## What the exercise asks
Reproduce every line of the data below as a numbered list, leaving out any blank lines.

## Data provided
——
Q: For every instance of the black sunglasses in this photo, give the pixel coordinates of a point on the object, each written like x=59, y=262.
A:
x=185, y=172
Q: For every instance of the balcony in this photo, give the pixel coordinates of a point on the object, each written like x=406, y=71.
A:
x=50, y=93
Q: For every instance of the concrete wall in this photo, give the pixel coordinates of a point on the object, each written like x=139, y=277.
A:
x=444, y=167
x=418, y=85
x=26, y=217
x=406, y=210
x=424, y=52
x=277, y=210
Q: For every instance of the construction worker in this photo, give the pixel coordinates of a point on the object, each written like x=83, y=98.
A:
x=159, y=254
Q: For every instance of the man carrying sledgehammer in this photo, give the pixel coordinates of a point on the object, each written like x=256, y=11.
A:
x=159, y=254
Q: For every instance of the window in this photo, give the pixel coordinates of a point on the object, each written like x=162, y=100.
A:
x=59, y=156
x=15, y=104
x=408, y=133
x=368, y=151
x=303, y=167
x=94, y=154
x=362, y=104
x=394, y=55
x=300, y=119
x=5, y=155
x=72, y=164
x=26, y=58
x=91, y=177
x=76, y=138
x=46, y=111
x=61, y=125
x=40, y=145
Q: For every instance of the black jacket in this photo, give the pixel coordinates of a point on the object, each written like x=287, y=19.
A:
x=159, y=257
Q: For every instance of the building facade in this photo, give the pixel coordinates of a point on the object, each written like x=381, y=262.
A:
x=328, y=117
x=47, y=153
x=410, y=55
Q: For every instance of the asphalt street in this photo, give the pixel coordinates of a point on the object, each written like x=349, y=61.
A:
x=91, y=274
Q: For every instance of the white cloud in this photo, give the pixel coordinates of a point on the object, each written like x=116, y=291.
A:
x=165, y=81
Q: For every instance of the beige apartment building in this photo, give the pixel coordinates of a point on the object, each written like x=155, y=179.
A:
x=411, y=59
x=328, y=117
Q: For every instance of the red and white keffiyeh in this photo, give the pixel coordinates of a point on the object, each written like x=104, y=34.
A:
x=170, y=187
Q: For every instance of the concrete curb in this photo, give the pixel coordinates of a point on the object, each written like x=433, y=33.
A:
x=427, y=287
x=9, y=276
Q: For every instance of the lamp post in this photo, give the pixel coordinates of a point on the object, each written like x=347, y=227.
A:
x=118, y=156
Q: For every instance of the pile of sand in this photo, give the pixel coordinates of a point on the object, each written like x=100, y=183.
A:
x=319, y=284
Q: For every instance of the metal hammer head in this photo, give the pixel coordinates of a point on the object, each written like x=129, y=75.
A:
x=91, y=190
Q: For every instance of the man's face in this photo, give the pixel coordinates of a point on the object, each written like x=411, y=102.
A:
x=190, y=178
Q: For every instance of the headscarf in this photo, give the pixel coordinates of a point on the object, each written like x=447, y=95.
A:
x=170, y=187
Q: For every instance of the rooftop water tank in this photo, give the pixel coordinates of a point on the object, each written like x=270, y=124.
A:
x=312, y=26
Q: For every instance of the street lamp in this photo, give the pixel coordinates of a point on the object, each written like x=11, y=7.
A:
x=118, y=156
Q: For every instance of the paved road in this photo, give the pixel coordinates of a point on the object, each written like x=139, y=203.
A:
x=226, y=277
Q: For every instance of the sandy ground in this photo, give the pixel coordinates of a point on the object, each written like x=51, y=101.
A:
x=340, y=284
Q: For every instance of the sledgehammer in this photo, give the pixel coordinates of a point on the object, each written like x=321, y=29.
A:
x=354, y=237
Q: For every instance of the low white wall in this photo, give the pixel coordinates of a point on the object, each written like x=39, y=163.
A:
——
## Reply to the exercise
1. Q: For every instance of the black sunglasses in this photo, give the pixel coordinates of a point on the object, each written like x=59, y=262.
2. A:
3. x=185, y=172
4. Q: For every instance of the balcony in this photo, give the pixel coordinates of a point on the object, each written like x=406, y=71.
5. A:
6. x=50, y=93
7. Q: For every instance of the concrete wall in this photo, give the pixel coordinates of a point on the object, each written like x=139, y=277.
8. A:
9. x=444, y=167
10. x=418, y=85
11. x=26, y=217
12. x=406, y=210
13. x=424, y=52
14. x=277, y=210
15. Q: For every instance of the construction worker in this photo, give the pixel coordinates of a point on the object, each written like x=83, y=98.
16. A:
17. x=159, y=254
18. Q: For every instance of the man carrying sledgehammer in this photo, give the pixel coordinates of a point on the object, each written like x=256, y=11.
19. A:
20. x=159, y=254
21. Q: For every instance of the window in this photo, give the pixel coordinates of a point on the object, each written like x=162, y=100.
22. A:
23. x=59, y=156
24. x=15, y=104
25. x=408, y=133
26. x=368, y=151
27. x=303, y=167
28. x=94, y=154
29. x=362, y=104
30. x=394, y=55
31. x=300, y=119
32. x=5, y=155
33. x=72, y=164
34. x=26, y=58
35. x=91, y=177
36. x=76, y=138
37. x=46, y=111
38. x=61, y=125
39. x=40, y=145
40. Q: For every instance of the black jacket in this photo, give the pixel coordinates of a point on the object, each written like x=287, y=19.
41. A:
42. x=159, y=257
43. Q: For every instance of the building facade in this photo, give the pixel coordinates of a point on the object, each written like x=381, y=262.
44. A:
45. x=328, y=117
46. x=47, y=153
47. x=410, y=55
48. Q: For every instance of the asphalt street in this photo, give the pixel coordinates of a point on the object, each written like x=349, y=61.
49. A:
50. x=91, y=274
51. Q: For every instance of the white cloud in this photo, give the pixel coordinates of a point on the object, each written like x=116, y=291.
52. A:
53. x=165, y=81
54. Q: For every instance of the beige apartment building in this photo, give the pixel coordinates of a point on the object, each written like x=155, y=179.
55. A:
56. x=411, y=59
57. x=328, y=117
58. Q: For every instance of the red and white keffiyeh in this photo, give the pixel coordinates of a point on the object, each written like x=104, y=34.
59. A:
60. x=170, y=187
61. Q: For every instance of the concrete curb in this photo, give the pixel coordinates of a point on the object, each written like x=433, y=33.
62. A:
63. x=427, y=287
64. x=9, y=276
65. Q: For every instance of the lamp post in this photo, give the pixel coordinates of a point on the object, each written like x=347, y=227.
66. A:
67. x=118, y=156
68. Q: For every instance of the pile of sand in this photo, give the pixel coordinates of a point on the object, each written like x=100, y=183.
69. A:
70. x=319, y=284
71. Q: For every instance of the metal hammer head in this photo, give the pixel coordinates of a point on the object, each written like x=129, y=75.
72. A:
73. x=91, y=190
74. Q: For every instance of the man's face in this photo, give the pixel coordinates of a point on the object, each written like x=411, y=102.
75. A:
76. x=190, y=178
77. Q: For every instance of the headscarf in this photo, give the pixel coordinates of a point on the object, each written like x=447, y=95.
78. A:
79. x=170, y=187
80. Q: For every instance of the rooftop water tank in this photo, give the pixel coordinates of a point on the object, each written like x=270, y=124.
81. A:
82. x=312, y=26
83. Q: For every instance of the street lamp in this photo, give the pixel coordinates of a point on the object, each written like x=11, y=7.
84. A:
85. x=118, y=156
86. Q: For every instance of the paved road in this photo, give the pixel coordinates of a point on the object, each written like x=139, y=203.
87. A:
88. x=226, y=277
89. Q: For every instance of the sandy ground in this photo, give the pixel coordinates of a point on the object, each written like x=51, y=101.
90. A:
91. x=340, y=284
92. Q: For every instance of the sledgehammer in this photo, give the pixel coordinates of a point on the object, each written like x=321, y=29.
93. A:
94. x=354, y=237
95. Q: For every instance of the low white wall in this photo, give the pixel coordinates of a point on the object, each written like x=39, y=163.
96. A:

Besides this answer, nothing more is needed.